## BEGIN PROVIDED ENTRIES
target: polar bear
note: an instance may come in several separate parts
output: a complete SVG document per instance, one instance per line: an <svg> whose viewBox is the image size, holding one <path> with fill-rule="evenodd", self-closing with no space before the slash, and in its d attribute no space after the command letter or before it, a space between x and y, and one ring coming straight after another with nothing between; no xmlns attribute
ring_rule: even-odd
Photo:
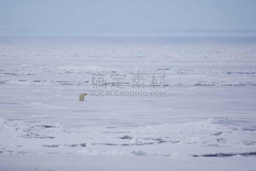
<svg viewBox="0 0 256 171"><path fill-rule="evenodd" d="M79 94L79 101L83 101L84 98L84 96L86 96L87 94L86 93L83 93Z"/></svg>

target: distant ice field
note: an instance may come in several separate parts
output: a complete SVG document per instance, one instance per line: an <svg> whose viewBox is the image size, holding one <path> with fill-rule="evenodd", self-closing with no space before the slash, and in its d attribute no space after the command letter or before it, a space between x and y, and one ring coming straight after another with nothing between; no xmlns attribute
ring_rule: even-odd
<svg viewBox="0 0 256 171"><path fill-rule="evenodd" d="M253 38L4 38L0 170L255 170Z"/></svg>

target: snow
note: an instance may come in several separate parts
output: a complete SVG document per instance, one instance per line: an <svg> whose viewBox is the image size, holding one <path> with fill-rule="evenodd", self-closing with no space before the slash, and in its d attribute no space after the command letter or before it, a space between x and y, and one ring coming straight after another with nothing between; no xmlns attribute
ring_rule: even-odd
<svg viewBox="0 0 256 171"><path fill-rule="evenodd" d="M256 168L254 43L0 51L0 170Z"/></svg>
## END PROVIDED ENTRIES
◆ WHAT THE EXERCISE ASKS
Convert the listing above into a two-column CSV whose header row reads wording,result. Give each answer its own row, with the text it responds to under wording and the answer under result. Quote every field, replace line breaks with spaces, and leave the pictures out.

◆ WRITTEN RESPONSE
wording,result
"target: polar bear note: an instance may come in several separate parts output: a complete SVG document per instance, one instance per line: an <svg> whose viewBox is the image size, holding one <path> with fill-rule=""evenodd"", self-closing with no space before the slash, and in its d attribute no space after the command letter or before it, a space between x and y, and one ring coming straight after another with nothing between; no xmlns attribute ring_rule: even-odd Photo:","<svg viewBox=""0 0 256 171""><path fill-rule=""evenodd"" d=""M79 94L79 101L83 101L84 98L84 96L86 96L87 94L86 93L83 93Z""/></svg>"
"target: distant ice field note: an instance may come in several separate parts output: a complete SVG document per instance, one instance per line: an <svg> whose viewBox is the image size, holding one <path> with fill-rule=""evenodd"", self-closing with no space before the slash, and in its d attribute no space after the command letter or before it, a space between x and y, and one ring coming straight after another with nothing between; no xmlns attribute ring_rule: even-odd","<svg viewBox=""0 0 256 171""><path fill-rule=""evenodd"" d=""M253 38L4 38L0 170L255 170Z""/></svg>"
"target: snow note: an instance may come in several separate parts output: a complete SVG document per instance, one instance per line: an <svg> whose viewBox is the image size, holding one <path> with fill-rule=""evenodd"", self-closing with no space before the slash, and in its d attribute no space after the command letter or before it, a space between x and y, and one ring coming straight after another with nothing between; no xmlns attribute ring_rule: even-odd","<svg viewBox=""0 0 256 171""><path fill-rule=""evenodd"" d=""M256 168L254 43L0 51L0 170Z""/></svg>"